* Exercise instructions
Start at the line that has "Indicate every instance of the white window" and copy every line through the end of the records. In that copy, swap "lamp post" for "lamppost" and keep everything else the same.

Point annotation dataset records
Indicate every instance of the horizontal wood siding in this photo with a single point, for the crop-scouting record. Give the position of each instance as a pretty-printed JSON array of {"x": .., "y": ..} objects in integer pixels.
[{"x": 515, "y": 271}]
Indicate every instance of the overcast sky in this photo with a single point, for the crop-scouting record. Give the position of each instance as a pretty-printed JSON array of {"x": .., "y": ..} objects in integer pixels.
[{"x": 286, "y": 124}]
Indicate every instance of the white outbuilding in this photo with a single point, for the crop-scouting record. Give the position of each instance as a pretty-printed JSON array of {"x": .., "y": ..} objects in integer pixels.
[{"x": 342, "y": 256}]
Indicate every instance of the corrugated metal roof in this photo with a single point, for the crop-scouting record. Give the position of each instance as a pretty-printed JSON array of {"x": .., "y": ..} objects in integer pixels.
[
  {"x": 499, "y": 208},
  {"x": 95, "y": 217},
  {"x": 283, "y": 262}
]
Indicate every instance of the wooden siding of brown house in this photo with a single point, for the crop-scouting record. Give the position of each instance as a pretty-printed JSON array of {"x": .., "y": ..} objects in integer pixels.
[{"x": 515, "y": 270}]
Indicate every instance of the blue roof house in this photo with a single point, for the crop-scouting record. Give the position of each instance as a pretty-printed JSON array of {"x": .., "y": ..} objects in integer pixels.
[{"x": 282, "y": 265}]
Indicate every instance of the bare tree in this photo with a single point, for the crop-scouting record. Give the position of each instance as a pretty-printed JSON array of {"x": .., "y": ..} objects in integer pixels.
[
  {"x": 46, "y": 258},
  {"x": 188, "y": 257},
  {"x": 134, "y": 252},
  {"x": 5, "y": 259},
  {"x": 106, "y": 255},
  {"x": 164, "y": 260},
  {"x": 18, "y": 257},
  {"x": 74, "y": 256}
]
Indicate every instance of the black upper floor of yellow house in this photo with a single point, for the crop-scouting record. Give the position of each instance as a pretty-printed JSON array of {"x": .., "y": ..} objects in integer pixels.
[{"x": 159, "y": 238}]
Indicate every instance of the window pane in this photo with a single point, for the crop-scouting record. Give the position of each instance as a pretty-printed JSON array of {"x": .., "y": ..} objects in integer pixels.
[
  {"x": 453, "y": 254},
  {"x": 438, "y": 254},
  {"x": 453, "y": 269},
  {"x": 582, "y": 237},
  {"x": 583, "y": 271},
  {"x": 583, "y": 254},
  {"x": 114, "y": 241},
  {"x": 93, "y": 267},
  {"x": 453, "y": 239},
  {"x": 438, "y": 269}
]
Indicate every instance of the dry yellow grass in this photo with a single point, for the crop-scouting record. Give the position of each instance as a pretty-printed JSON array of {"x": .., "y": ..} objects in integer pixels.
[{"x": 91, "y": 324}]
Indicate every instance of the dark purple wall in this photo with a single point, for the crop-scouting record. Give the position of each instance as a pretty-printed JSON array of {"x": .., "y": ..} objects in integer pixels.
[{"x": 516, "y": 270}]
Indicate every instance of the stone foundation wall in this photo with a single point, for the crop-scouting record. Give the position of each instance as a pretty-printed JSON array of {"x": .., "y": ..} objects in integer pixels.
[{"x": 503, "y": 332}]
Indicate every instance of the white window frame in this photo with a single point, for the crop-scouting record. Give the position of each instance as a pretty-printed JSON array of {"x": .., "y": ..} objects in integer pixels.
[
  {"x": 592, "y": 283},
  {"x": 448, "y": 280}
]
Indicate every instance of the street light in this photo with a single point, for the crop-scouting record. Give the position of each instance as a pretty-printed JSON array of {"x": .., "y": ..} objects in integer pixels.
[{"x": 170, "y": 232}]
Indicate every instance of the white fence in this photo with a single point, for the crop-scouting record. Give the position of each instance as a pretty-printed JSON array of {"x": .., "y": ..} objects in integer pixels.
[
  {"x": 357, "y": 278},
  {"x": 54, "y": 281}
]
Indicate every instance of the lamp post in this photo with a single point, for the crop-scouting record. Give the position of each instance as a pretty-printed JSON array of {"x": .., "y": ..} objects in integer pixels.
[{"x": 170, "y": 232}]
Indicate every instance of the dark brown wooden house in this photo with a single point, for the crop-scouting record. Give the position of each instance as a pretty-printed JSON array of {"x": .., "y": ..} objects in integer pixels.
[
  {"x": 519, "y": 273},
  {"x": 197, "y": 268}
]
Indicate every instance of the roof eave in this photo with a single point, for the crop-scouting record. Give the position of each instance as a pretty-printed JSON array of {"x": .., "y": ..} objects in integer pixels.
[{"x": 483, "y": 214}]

* Response for this exercise
Indicate every instance of the white window frame in this photo with a single point, for the crop-scouting record. Give the position of each instance as a pretty-printed JSON array of {"x": .., "y": ..} objects in integer pixels.
[
  {"x": 592, "y": 283},
  {"x": 448, "y": 280}
]
Indicate every instance of the street light in this photo with a single point, for the crop-scouting record. Give the position of each instance as a pretty-printed JSON array of {"x": .., "y": ..} objects in integer pixels.
[{"x": 170, "y": 232}]
Indicate every instance of the white fence in this photo with a single point, for the crop-scouting record. Give the position of each instance as a pretty-printed JSON array of {"x": .., "y": ..} objects in integer pixels.
[
  {"x": 357, "y": 278},
  {"x": 54, "y": 281}
]
Indicate every instance of the lamppost in this photo with a single point, for the crop-scouting record. Give the position of each instance as a pretty-printed JSON array of {"x": .., "y": ..} objects in integer pixels.
[{"x": 170, "y": 232}]
Indicate every instance of the dark brown wooden house in this photo with a single point, for the crop-scouting record. Give the position of each instance as a pretty-printed JSON array of {"x": .., "y": ..} objects in integer pixels.
[
  {"x": 519, "y": 273},
  {"x": 197, "y": 268}
]
Indicate every instance of the roof eave in this photo with a single point, for the crop-scouting record. Give the position of each instance as a pretty-printed JSON array of {"x": .., "y": ..} objects in integer pixels.
[{"x": 483, "y": 214}]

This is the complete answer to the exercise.